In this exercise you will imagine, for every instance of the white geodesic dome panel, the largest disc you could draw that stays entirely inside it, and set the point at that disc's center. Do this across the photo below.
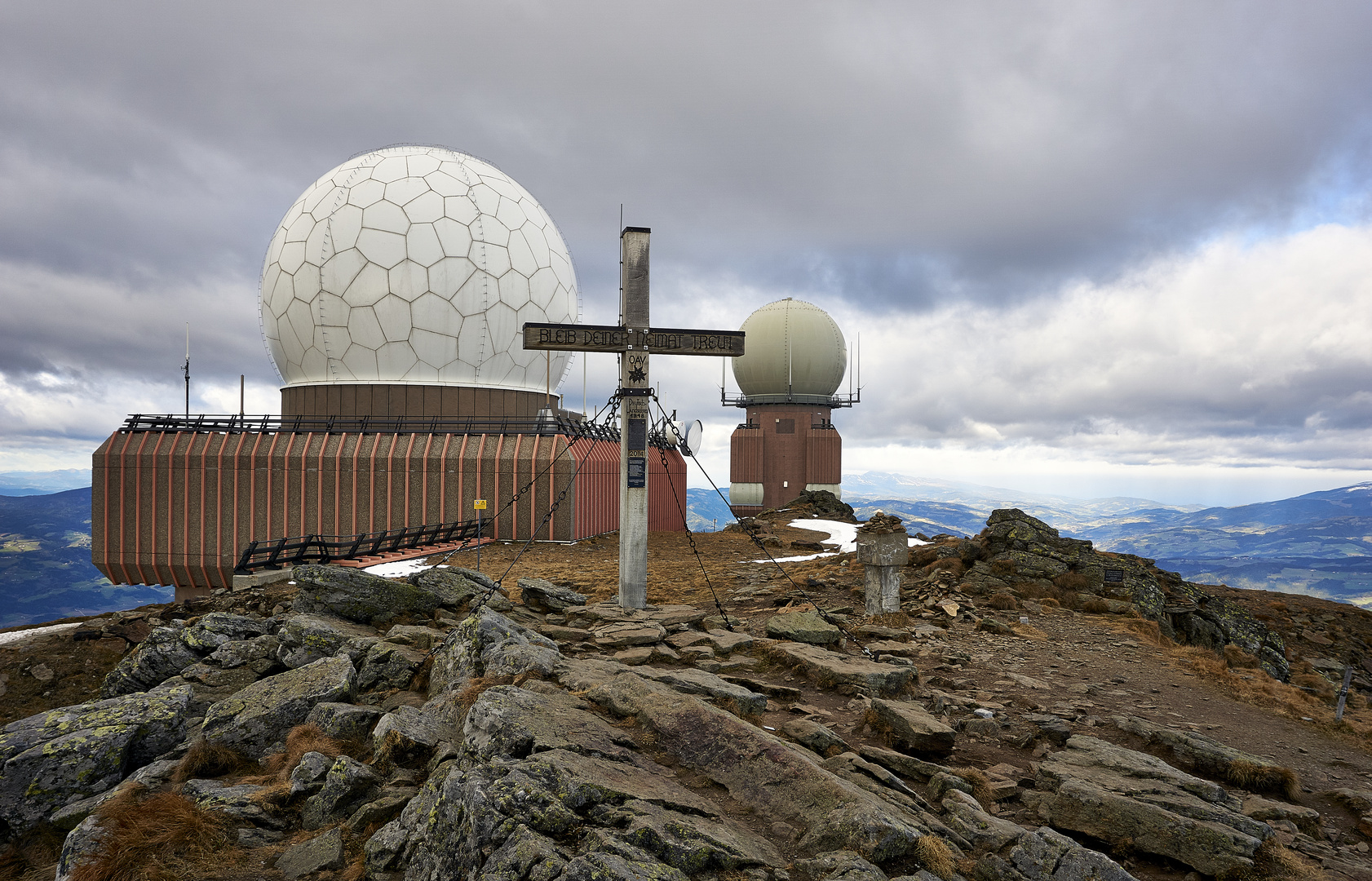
(416, 265)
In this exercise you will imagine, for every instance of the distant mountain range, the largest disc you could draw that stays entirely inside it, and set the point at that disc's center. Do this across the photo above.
(1317, 544)
(46, 569)
(42, 482)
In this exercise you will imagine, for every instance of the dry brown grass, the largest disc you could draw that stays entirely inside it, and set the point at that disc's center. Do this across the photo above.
(1257, 688)
(1316, 684)
(301, 740)
(1047, 591)
(980, 786)
(1005, 569)
(1095, 605)
(1029, 631)
(1072, 581)
(1275, 862)
(157, 838)
(1003, 600)
(1264, 778)
(933, 854)
(206, 760)
(474, 689)
(947, 564)
(1237, 657)
(356, 870)
(892, 619)
(33, 858)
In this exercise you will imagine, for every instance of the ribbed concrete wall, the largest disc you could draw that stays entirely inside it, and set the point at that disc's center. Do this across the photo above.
(406, 400)
(177, 508)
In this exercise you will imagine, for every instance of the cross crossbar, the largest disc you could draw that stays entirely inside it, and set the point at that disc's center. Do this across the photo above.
(611, 338)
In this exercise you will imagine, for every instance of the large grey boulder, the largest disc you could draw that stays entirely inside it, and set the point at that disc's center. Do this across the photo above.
(513, 724)
(157, 716)
(911, 726)
(323, 851)
(690, 681)
(347, 786)
(561, 814)
(487, 644)
(82, 843)
(803, 627)
(833, 670)
(1046, 855)
(454, 587)
(66, 755)
(153, 662)
(42, 778)
(967, 818)
(241, 803)
(763, 772)
(213, 630)
(263, 712)
(388, 666)
(543, 595)
(259, 652)
(306, 639)
(837, 866)
(362, 597)
(1197, 752)
(1136, 800)
(408, 736)
(345, 721)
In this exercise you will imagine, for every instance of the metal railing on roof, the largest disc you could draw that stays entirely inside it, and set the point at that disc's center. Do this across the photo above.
(374, 424)
(280, 552)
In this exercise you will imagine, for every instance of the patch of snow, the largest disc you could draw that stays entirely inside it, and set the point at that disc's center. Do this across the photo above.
(18, 635)
(396, 569)
(814, 556)
(843, 534)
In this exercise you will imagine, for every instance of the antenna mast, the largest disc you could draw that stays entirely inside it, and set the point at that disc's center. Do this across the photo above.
(187, 370)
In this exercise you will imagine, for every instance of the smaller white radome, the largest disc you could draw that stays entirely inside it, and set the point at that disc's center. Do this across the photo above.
(414, 265)
(794, 353)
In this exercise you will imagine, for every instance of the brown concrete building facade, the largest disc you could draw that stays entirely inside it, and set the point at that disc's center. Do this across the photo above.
(410, 400)
(778, 452)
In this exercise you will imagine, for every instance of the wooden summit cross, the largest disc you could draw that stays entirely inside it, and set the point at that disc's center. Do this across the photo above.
(633, 342)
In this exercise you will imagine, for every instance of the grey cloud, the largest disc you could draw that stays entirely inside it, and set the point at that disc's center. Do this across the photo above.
(888, 159)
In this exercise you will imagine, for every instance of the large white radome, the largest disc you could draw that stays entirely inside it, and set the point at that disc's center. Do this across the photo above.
(414, 265)
(794, 353)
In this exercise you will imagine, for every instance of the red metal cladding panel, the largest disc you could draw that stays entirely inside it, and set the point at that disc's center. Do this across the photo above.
(666, 493)
(180, 507)
(746, 456)
(825, 456)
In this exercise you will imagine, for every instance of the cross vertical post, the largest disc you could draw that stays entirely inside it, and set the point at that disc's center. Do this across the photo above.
(633, 436)
(633, 341)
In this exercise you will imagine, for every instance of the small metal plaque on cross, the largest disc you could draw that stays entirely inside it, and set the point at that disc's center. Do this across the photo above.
(633, 342)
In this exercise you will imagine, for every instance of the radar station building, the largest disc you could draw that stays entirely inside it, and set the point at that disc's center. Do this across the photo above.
(392, 298)
(788, 380)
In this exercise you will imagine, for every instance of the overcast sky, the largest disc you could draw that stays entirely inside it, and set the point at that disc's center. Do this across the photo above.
(1095, 249)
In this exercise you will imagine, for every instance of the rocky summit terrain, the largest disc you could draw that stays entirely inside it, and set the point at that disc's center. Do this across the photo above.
(1036, 710)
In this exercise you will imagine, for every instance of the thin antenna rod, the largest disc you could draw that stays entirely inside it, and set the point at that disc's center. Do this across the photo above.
(187, 370)
(622, 265)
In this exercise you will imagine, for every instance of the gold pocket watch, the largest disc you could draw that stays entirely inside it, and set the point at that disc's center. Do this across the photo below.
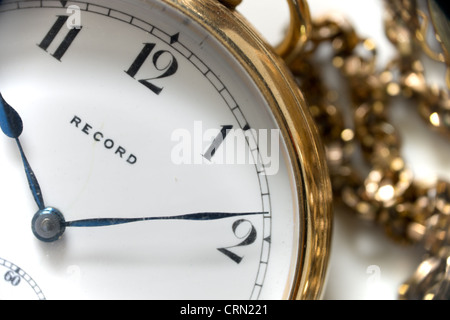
(168, 152)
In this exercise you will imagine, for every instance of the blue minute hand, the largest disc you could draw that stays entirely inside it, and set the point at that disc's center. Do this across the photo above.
(203, 216)
(12, 126)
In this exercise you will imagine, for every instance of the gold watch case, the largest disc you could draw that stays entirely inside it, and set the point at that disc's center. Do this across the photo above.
(288, 106)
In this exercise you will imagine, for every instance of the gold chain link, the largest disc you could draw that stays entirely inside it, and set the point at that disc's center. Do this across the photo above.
(409, 210)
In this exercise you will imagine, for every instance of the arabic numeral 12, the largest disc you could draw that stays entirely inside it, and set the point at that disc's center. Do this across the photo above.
(13, 278)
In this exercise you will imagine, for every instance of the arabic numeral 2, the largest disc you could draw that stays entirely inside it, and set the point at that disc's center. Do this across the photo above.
(249, 238)
(12, 278)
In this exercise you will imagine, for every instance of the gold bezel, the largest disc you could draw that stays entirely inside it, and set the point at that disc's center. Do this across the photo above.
(297, 127)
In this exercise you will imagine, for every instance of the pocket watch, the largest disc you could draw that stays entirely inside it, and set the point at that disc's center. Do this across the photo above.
(155, 149)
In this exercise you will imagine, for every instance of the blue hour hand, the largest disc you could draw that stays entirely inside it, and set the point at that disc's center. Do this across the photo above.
(12, 127)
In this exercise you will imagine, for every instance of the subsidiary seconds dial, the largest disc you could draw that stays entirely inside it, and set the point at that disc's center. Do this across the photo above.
(155, 163)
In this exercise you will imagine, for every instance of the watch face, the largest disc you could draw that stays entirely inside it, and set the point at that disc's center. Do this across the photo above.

### Stated problem
Each entry gets copied exactly; the pictures stay out.

### Reply to the task
In this exercise you will imagine, for every instance of the white geodesic dome panel, the largest disc you could draw that stays entirely inside it, and set the point at that disc's center. Do this across the photo below.
(416, 265)
In this exercise you will imagine, for every instance of the distant mountain range, the largest disc you could draw that stays entirely inside it, and set the point at that disc's center. Do this across the photo above.
(1317, 544)
(46, 569)
(42, 482)
In this exercise you will imagine, for every instance of the dry brown grass, the largest disc you could draw that stays entirely inside it, and set the point at that disc's center. Do this across the photo above.
(1257, 688)
(1316, 684)
(301, 740)
(1047, 591)
(980, 786)
(1005, 569)
(1095, 605)
(1029, 631)
(1072, 581)
(1275, 862)
(157, 838)
(1003, 600)
(1264, 778)
(933, 854)
(206, 760)
(474, 689)
(947, 564)
(1237, 657)
(356, 870)
(892, 619)
(33, 858)
In this exercise you will imagine, for every instance of the ribbed concrete wall, the largest disc you could draw that stays entirely inside it, and set the point at that disc's center. Do this across the photo above.
(406, 400)
(177, 508)
In this exercise you will imagine, for every instance of the cross crossbar, the largest disc you could draw that stays entirely inside it, and set the point at that disc's center. Do this across the photo above.
(611, 338)
In this exercise you will imagine, for every instance of the large grey boulder, the largest disc you could draw that stays entirely inside it, and set the point at that disc's center. Do this across the photo above.
(513, 724)
(157, 716)
(911, 726)
(323, 851)
(690, 681)
(347, 786)
(561, 814)
(487, 644)
(82, 843)
(803, 627)
(833, 670)
(1046, 855)
(454, 587)
(66, 755)
(153, 662)
(42, 778)
(967, 818)
(241, 803)
(763, 772)
(213, 630)
(263, 712)
(388, 666)
(543, 595)
(259, 652)
(306, 639)
(837, 866)
(362, 597)
(1197, 752)
(1136, 800)
(408, 736)
(345, 721)
In this exercise you will imagine, for every instance of the metal railing on roof, the largest disc you could draw that stays entirely inside it, and set the point at that disc's center. Do this across the photo above.
(374, 424)
(280, 552)
In this exercise you will imagine, for every instance of the patch of snow, the largest disc you could draw that stays entirely inside it, and set the point at that disc's center. Do this across the photo above.
(18, 635)
(396, 569)
(814, 556)
(843, 534)
In this exercise you will imagine, for every instance of the antenna mast, the largest disc you could draw that stays entirely inside it, and set the point at that disc's center. Do this across the photo above.
(187, 370)
In this exercise you will imagine, for every instance of the smaller white radome, the largest disc you could draw that stays entirely inside it, and set the point at that disc's center. Do this across the photo above.
(414, 265)
(794, 353)
In this exercise you will imagine, for every instance of the brown concrete building facade, the largest disc you could draw that stays entirely inside it, and set the point at that disc's center. Do this across the photo above.
(410, 400)
(778, 452)
In this exercise you will imagine, for every instance of the wooden summit cross, the largest disc you could draw that stays entirely inside it, and set the point at that disc's center. Do this across the photo above.
(633, 342)
In this exercise you will imagine, for every instance of the grey cloud, the largest disc you could draw that stays entirely inside it, and set the point at that disc's center. Do this across the photo above.
(888, 159)
In this exercise you will imagine, for every instance of the large white radome, the largest disc you could draw that stays entirely inside it, and set the point at that disc's center. Do this across the photo above.
(414, 265)
(794, 353)
In this exercise you will imagine, for every instance of the red metal cladding panel, the largest disc you could draw that stays entirely inside it, and set the point at that disc's center. Do this across the photo above.
(666, 493)
(180, 507)
(746, 456)
(825, 456)
In this exercise you will imagine, for every instance of the cross vertical post, the largest disc you could draw that stays entirely inside it, and set the point at that disc's center. Do this across the photo above.
(633, 436)
(633, 341)
In this exercise you will imagine, for every instance of the small metal plaque on cross, the largest disc you could draw that stays entirely inside it, and set the point at that disc's center. Do this across the photo above.
(633, 342)
In this exercise you will imagine, for every instance of the radar station building, the largest disc you could draw that stays entirely inside it, and set the point at that disc's center. Do this across the photo above.
(392, 298)
(788, 380)
In this exercise you will imagine, for every instance of the overcast sky, the largest disc you could draw that stays entirely inside it, and set the point at that disc's center. Do this across the photo above.
(1095, 249)
In this exercise you will imagine, for every instance of the rocky summit terrain, the largest disc you could draw that stays entirely inside it, and set the point at that disc's center. Do this across the photo above.
(1036, 710)
In this exercise you will imagine, for every instance of the thin antenna rod, the largest disc you could draw that stays entirely inside it, and set the point at that disc's center. Do this across the photo above.
(187, 370)
(622, 265)
In this exercise you will imagine, for every instance of the gold pocket watch, the largest disc you could draw that stays entirely inside it, and set the point at that disc's center. Do this across the photo below.
(168, 152)
In this exercise you will imagine, for every instance of the blue minute hand, the largest disc you could draw that stays entirely inside it, and set the point at that disc's center. Do this across the photo above.
(203, 216)
(12, 126)
In this exercise you will imagine, for every instance of the gold watch case, the largest disc you could draw that stays entirely inside it, and set the point at that disc's center. Do this across the photo above.
(288, 106)
In this exercise you will imagine, for every instance of the gold chain link, the largest disc you could draw that stays entirely inside it, and set the point at that disc's center. Do this across the photo above.
(409, 210)
In this exercise you will imagine, for every instance of the arabic numeral 12, the largest disc you could draw that stays entirely inside it, and set the point at that disc's center. Do this across the photo above.
(13, 278)
In this exercise you will imagine, for every instance of the arabic numeral 2, the largest disc you could draw that stays entirely inside it, and set the point at that disc's center. Do this across the photo above.
(249, 238)
(12, 278)
In this exercise you will imagine, for every instance of the gold bezel, the largest disc you could draw that stays entirely inside it, and set the point at that disc's center. Do this across the photo above.
(297, 127)
In this exercise you will imagine, for every instance of the pocket watch, the largest disc you could draw that stays entirely inside it, and set the point at that disc's center. Do this across the photo above.
(155, 149)
In this exercise you will imagine, for every instance of the blue hour hand, the largest disc you could draw that stays entirely inside it, and set the point at that disc's center. Do this across the photo above.
(12, 127)
In this exercise you will imagine, for every instance of the subsidiary seconds dial, the largest disc you could draw that stays entirely inside it, and set the point at that disc's center. Do this across the photo above.
(155, 163)
In this exercise you will imagine, for every instance of the watch face, the largest disc you could draw that stays entirely inside it, and set the point at that disc's center. Do this across the photo above.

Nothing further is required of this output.